> _Selected excerpt_:
Central State Hospital Discharge Study
Central State Hospital (CSH) was ordered closed by Governor Evan Bayh in 1992, with a target closure date of June 30, 1994. CSH was the oldest psychiatric hospital in Indiana and its campus was located wholly within the city of Indianapolis. As part of the closure process, the Indiana Division of Mental Health (now the Indiana Division of Mental Health and Addiction) contracted Indiana University researchers, through ICMHSR, to study the closure process and to follow the progress of discharged patients. The research study spanned more than a decade, with the final materials collected in 2004.
The research and advisory teams developed and implemented procedures for tracking the location and service status of clients discharged from the hospital for the Division of Mental Health. This service focused on all patients discharged from the hospital between March 23, 1992 when the closure was announced and June 30, 1994 when the process was completed. Data was collected regularly from the six mental health centers in the Central State Hospital district, and supplemented with information from the client and other community sources. The Tracking Service also gathered information about discharged patients on a regular basis such as current health problems, medication use, legal contacts, and days spent in inpatient facilities. Regular reports were provided to the State of Indiana concerning the information collected.

> _Your assignment_: Write out the passage of the Central State Hospital text between "The research and" and "the information collected.", inclusive.

> _Dataset extract_:
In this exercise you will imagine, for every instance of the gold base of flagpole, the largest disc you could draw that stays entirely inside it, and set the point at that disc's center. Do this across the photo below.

> _Solution_:
The research and advisory teams developed and implemented procedures for tracking the location and service status of clients discharged from the hospital for the Division of Mental Health. This service focused on all patients discharged from the hospital between March 23, 1992 when the closure was announced and June 30, 1994 when the process was completed. Data was collected regularly from the six mental health centers in the Central State Hospital district, and supplemented with information from the client and other community sources. The Tracking Service also gathered information about discharged patients on a regular basis such as current health problems, medication use, legal contacts, and days spent in inpatient facilities. Regular reports were provided to the State of Indiana concerning the information collected.